WHAT THE TASK ASKS: Where a line of the data holds the word "below", copy that line.

MATERIAL FOR THE TASK:

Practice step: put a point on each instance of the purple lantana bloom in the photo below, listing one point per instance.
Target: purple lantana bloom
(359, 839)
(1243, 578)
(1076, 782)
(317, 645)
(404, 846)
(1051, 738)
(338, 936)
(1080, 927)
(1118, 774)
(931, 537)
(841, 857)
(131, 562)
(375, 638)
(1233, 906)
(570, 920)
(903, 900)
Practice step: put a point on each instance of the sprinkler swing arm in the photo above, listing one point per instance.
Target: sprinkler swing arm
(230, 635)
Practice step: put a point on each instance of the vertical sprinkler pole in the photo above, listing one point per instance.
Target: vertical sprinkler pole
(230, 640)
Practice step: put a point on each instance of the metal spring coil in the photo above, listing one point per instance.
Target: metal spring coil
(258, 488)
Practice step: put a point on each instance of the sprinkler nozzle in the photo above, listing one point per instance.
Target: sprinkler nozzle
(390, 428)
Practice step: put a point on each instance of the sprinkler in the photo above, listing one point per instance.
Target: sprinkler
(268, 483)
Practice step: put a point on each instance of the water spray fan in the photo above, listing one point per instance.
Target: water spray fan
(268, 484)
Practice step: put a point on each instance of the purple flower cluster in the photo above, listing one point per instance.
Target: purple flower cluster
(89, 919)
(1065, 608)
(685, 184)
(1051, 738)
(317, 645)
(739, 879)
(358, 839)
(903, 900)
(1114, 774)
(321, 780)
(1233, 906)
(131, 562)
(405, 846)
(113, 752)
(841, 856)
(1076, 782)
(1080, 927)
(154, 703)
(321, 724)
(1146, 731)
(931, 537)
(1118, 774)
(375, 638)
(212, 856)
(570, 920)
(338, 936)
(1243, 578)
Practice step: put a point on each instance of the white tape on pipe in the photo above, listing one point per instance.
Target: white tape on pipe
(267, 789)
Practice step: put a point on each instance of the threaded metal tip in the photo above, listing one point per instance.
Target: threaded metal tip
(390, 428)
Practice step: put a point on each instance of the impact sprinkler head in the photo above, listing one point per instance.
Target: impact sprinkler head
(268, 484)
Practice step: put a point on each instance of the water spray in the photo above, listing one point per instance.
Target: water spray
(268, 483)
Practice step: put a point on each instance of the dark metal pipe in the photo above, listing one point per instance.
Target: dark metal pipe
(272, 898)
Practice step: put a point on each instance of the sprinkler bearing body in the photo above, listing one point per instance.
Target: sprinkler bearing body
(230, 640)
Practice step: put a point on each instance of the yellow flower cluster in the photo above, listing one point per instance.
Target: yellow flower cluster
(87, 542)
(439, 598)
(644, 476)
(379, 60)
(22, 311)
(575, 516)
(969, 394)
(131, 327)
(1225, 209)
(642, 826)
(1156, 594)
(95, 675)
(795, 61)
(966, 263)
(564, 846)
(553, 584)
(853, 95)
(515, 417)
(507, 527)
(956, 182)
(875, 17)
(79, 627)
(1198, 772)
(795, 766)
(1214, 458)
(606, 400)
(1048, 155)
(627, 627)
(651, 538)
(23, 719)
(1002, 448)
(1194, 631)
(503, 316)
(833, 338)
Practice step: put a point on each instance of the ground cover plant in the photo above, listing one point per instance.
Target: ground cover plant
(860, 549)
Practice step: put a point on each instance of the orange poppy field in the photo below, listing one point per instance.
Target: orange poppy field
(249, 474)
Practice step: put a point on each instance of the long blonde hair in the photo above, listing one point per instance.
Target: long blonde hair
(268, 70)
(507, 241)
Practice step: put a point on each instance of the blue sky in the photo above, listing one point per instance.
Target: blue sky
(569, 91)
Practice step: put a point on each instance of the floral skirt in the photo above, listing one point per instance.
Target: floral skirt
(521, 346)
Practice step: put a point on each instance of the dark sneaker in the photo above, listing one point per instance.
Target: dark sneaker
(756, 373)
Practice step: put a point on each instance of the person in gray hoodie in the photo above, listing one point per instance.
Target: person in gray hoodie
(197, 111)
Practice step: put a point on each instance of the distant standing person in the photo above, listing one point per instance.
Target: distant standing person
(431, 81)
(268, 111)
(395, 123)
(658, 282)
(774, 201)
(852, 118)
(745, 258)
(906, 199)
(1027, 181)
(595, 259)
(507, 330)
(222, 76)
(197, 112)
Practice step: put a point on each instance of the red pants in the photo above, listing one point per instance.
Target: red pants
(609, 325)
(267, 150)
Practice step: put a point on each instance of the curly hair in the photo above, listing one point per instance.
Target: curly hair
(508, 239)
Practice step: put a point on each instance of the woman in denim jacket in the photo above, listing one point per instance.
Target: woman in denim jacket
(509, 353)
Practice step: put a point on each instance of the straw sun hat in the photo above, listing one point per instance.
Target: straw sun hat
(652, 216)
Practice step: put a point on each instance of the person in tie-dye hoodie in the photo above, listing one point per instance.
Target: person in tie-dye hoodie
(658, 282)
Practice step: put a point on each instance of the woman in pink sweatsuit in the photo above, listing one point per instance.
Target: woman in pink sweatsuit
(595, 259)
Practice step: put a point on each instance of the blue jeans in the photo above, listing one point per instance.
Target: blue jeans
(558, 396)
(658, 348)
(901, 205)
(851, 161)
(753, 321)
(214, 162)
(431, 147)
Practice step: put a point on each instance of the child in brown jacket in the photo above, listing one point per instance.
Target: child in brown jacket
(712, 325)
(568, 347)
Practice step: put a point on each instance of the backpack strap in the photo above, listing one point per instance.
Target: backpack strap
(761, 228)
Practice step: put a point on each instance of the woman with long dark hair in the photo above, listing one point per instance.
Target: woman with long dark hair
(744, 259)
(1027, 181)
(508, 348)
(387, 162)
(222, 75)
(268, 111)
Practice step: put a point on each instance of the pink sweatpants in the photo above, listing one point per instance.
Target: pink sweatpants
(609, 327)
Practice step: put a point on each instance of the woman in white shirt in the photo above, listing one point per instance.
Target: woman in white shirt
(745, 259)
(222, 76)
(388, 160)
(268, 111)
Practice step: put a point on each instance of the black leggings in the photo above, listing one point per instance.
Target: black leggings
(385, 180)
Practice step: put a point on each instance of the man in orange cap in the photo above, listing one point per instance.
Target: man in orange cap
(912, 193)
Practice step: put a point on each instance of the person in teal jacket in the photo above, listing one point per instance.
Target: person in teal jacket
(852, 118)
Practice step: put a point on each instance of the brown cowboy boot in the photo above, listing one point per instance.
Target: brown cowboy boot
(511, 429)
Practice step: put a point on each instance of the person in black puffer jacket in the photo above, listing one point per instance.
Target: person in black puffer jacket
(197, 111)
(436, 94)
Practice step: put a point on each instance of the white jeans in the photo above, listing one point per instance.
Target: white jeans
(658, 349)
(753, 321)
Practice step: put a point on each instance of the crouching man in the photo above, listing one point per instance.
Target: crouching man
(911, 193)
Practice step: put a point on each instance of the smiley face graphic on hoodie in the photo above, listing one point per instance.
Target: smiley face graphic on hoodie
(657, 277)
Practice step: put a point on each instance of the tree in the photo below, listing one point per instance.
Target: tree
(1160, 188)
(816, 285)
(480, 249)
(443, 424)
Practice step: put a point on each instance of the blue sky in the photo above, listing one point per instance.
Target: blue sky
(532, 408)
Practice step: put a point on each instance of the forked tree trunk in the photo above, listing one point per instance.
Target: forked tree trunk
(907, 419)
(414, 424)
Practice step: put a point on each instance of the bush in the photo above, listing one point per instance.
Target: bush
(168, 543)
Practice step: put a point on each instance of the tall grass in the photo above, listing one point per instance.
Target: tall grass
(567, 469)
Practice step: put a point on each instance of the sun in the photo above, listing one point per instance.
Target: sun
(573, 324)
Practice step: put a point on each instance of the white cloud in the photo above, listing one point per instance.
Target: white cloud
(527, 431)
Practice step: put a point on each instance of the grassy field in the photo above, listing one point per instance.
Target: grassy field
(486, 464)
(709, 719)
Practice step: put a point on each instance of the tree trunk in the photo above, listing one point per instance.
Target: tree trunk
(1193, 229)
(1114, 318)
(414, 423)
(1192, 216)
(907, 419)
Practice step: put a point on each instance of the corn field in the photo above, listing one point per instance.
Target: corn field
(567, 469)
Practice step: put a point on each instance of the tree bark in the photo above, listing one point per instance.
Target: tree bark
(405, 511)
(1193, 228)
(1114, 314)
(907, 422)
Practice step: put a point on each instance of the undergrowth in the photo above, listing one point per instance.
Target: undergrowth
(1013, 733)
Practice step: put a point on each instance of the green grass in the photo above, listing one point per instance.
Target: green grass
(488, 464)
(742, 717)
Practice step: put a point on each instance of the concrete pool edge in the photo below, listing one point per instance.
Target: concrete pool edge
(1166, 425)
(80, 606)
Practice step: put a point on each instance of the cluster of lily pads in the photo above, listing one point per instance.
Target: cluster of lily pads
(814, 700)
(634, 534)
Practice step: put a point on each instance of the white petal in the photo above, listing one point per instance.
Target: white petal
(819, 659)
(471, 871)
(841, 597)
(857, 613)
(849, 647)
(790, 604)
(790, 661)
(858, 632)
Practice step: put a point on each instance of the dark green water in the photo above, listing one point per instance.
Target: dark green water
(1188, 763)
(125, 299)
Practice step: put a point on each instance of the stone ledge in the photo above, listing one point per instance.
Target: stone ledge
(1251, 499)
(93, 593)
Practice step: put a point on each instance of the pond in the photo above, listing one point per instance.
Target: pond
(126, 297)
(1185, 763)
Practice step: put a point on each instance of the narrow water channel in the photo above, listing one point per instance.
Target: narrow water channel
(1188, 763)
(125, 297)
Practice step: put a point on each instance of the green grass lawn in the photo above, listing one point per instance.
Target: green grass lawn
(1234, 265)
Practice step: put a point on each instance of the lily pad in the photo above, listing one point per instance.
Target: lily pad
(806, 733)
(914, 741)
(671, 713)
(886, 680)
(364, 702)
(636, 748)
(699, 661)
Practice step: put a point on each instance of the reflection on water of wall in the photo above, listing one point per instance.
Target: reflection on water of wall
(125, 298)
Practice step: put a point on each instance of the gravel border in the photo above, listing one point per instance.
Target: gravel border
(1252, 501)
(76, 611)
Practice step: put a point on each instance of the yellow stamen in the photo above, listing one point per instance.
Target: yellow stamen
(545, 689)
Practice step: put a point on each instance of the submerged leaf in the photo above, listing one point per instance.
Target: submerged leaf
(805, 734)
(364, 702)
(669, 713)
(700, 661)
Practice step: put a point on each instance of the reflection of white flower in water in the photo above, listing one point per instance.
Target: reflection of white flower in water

TASK RESULT:
Practice step: put a point on each instance of the purple lantana bloom in the photo below, listing one point per instance.
Practice step: put a point on each instance of the orange poppy field in the photo below, listing one point per instance.
Practice step: put a point on each instance of the tree in the photo below, listing one point per instance.
Practice step: put a point on each instance of the concrete pool edge in the photo below, listing one point per instance.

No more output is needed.